#### Brano proposto ####
Il Fondo di stabilità finanziaria (Fsf), varato a inizio maggio per la Grecia (e poi per l'Irlanda), il Meccanismo di stabilizzazione europeo (Mse), deciso dal vertice europeo di metà dicembre, che a partire dal 2013 ingloberà il Fsf, rendendolo permanente, e gli interventi della Banca centrale europea (Bce), hanno solo tamponato la crisi: i tassi sul debito greco rimangono allo stesso livello di maggio, segno che i governi non hanno ancora restituito fiducia agli investitori. Fiducia che si va gradualmente erodendo anche per i titoli italiani: lo spread tra i nostri Btp decennali e quelli tedeschi da inizio 2008 ha continuato a salire gradualmente, fino all'1,6 per cento di dicembre (0,2 per cento in media nei sette anni precedenti); e dopo ogni crisi (Lehman, Grecia, Irlanda) è sempre rimasto più elevato di prima (vedi grafico a pag. 83). Banche e assicurazioni italiane sono bersaglio di vendite a ogni cenno di crisi, più perché detengono tanti nostri titoli di Stato, replicandone così il rischio finanziario, che per loro demerito.
#### Materiale ####
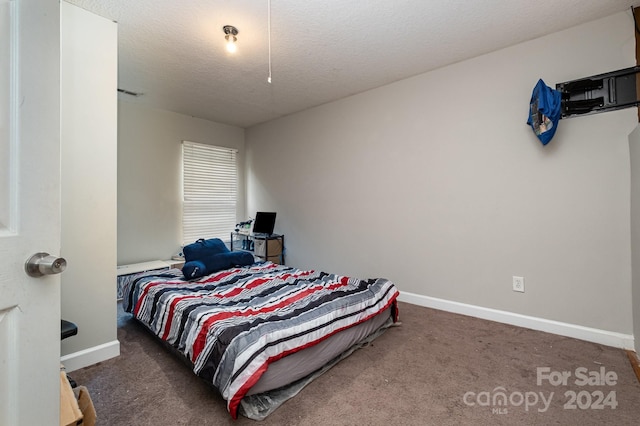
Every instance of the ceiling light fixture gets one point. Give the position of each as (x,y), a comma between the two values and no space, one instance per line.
(230,35)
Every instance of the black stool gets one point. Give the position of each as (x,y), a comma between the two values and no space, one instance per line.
(68,329)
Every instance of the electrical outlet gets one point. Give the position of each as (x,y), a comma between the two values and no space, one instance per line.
(518,284)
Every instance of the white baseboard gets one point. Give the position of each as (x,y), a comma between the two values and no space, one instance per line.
(90,356)
(603,337)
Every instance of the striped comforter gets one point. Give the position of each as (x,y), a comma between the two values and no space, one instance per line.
(232,324)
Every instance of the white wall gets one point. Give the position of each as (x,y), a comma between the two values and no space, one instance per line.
(437,183)
(150,177)
(89,71)
(634,149)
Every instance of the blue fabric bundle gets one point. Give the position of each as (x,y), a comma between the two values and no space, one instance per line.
(205,257)
(203,248)
(545,109)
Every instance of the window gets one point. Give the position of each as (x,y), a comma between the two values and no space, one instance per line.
(210,188)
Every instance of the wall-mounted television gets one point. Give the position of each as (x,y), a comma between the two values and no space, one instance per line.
(264,223)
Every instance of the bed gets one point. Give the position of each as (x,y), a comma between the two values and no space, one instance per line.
(263,329)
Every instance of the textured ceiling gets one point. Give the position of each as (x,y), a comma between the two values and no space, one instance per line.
(173,52)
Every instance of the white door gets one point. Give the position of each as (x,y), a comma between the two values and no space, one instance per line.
(29,210)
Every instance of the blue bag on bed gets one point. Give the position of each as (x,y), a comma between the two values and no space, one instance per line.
(204,248)
(216,262)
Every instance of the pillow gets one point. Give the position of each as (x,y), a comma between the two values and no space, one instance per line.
(215,263)
(193,269)
(204,248)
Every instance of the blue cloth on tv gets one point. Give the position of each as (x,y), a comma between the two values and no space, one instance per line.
(545,109)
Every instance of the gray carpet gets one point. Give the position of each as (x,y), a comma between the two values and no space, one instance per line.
(437,368)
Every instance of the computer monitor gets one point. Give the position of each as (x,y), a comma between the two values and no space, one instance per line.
(264,223)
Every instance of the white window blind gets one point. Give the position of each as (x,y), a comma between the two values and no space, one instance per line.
(210,188)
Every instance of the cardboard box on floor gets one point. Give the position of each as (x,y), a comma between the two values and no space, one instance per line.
(70,413)
(76,407)
(86,406)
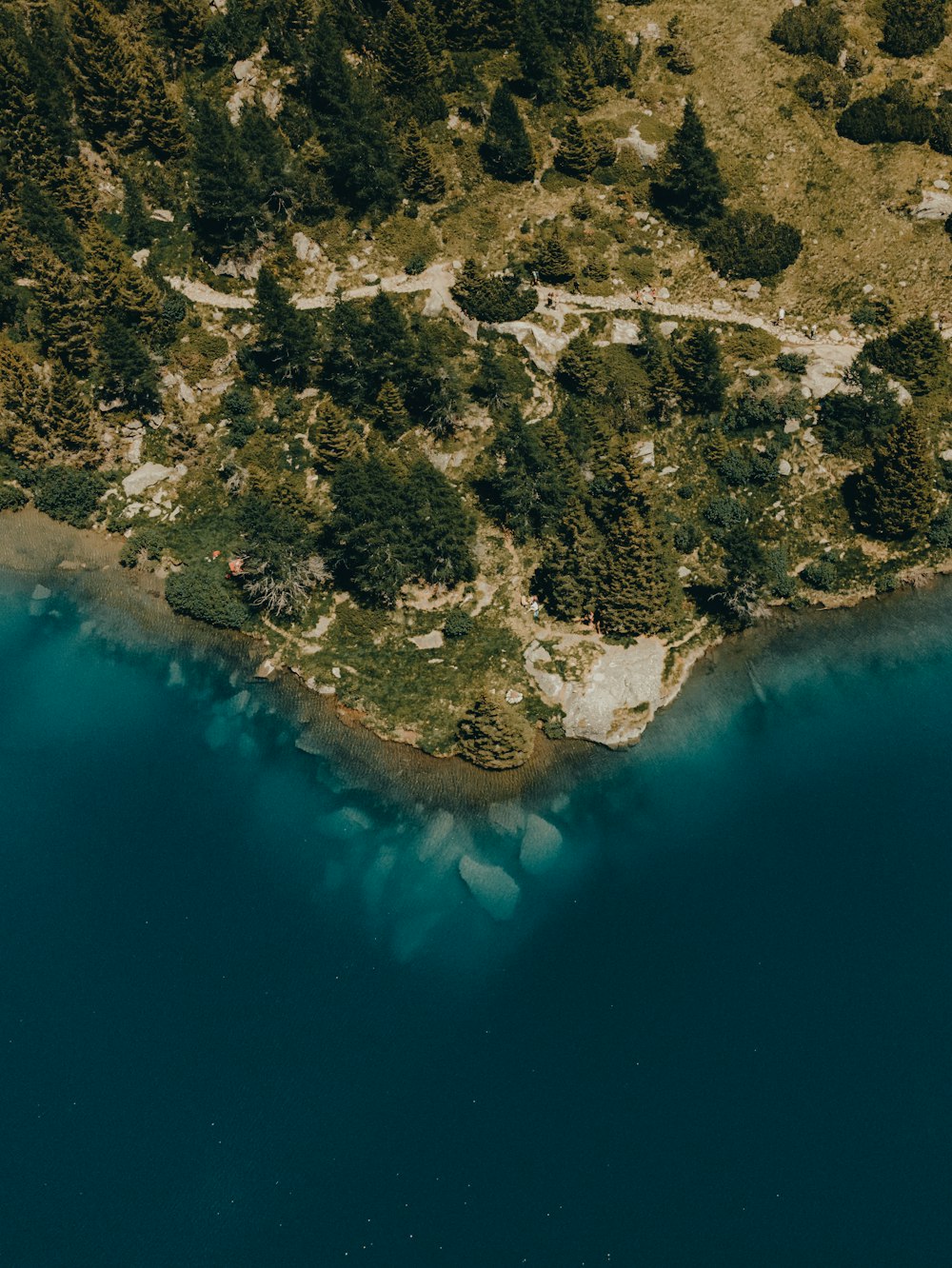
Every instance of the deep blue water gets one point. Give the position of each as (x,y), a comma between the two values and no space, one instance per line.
(249,1015)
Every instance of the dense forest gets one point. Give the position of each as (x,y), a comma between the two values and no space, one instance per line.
(354,458)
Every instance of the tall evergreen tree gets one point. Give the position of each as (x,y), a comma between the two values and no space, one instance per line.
(899,489)
(702,373)
(538,60)
(103,71)
(408,69)
(580,80)
(286,335)
(913,27)
(576,155)
(423,178)
(692,190)
(225,214)
(506,149)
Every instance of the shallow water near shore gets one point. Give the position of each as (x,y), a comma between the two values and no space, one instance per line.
(691,1008)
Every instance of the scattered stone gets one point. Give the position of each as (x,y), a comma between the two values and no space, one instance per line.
(492,886)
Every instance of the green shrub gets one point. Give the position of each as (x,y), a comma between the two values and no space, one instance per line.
(791,363)
(206,594)
(895,114)
(750,245)
(810,28)
(492,297)
(824,88)
(11,499)
(724,512)
(458,624)
(822,575)
(69,493)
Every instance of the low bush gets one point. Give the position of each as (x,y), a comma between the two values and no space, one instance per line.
(206,594)
(750,245)
(69,493)
(822,575)
(493,297)
(11,499)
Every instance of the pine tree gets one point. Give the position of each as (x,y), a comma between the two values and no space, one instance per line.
(389,411)
(431,30)
(126,369)
(899,489)
(913,27)
(580,80)
(699,367)
(493,736)
(553,262)
(536,56)
(332,436)
(69,412)
(224,210)
(286,335)
(137,228)
(638,588)
(408,69)
(159,117)
(506,149)
(423,179)
(694,190)
(104,77)
(916,352)
(576,156)
(64,311)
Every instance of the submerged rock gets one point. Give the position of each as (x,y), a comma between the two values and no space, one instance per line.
(492,886)
(540,844)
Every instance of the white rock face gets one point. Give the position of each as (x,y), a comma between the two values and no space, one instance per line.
(305,248)
(936,206)
(618,696)
(427,642)
(540,844)
(145,477)
(492,886)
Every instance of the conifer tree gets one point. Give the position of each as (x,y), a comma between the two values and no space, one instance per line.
(137,228)
(408,69)
(389,411)
(286,335)
(493,736)
(899,489)
(69,411)
(423,178)
(104,79)
(638,587)
(553,262)
(224,210)
(431,30)
(332,436)
(699,367)
(916,352)
(536,56)
(506,149)
(576,155)
(64,311)
(692,190)
(159,117)
(126,369)
(913,27)
(580,80)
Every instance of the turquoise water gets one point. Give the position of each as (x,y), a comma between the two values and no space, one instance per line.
(251,1013)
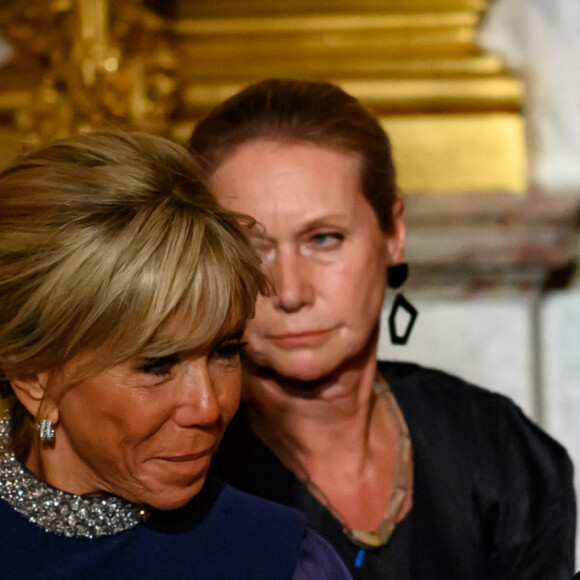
####
# [Istruzioni di lavoro]
**a.** Secondo il brano, dopo quali crisi lo spread tra i Btp decennali e i titoli tedeschi è sempre rimasto più alto di prima? Elencale tutte.
**b.** Estrai dalle righe il tratto che va dalla riga contenente "Every instance of the turquoise" fino alla fine delle righe, estremi compresi. Lascia fuori le immagini.
Le righe non hanno alcun legame con il brano.

# [Risultati dell'esercizio]
**a.** Lehman, Grecia, Irlanda.

**b.**
Every instance of the turquoise water gets one point. Give the position of each as (x,y), a comma between the two values and no space, one instance per line.
(251,1013)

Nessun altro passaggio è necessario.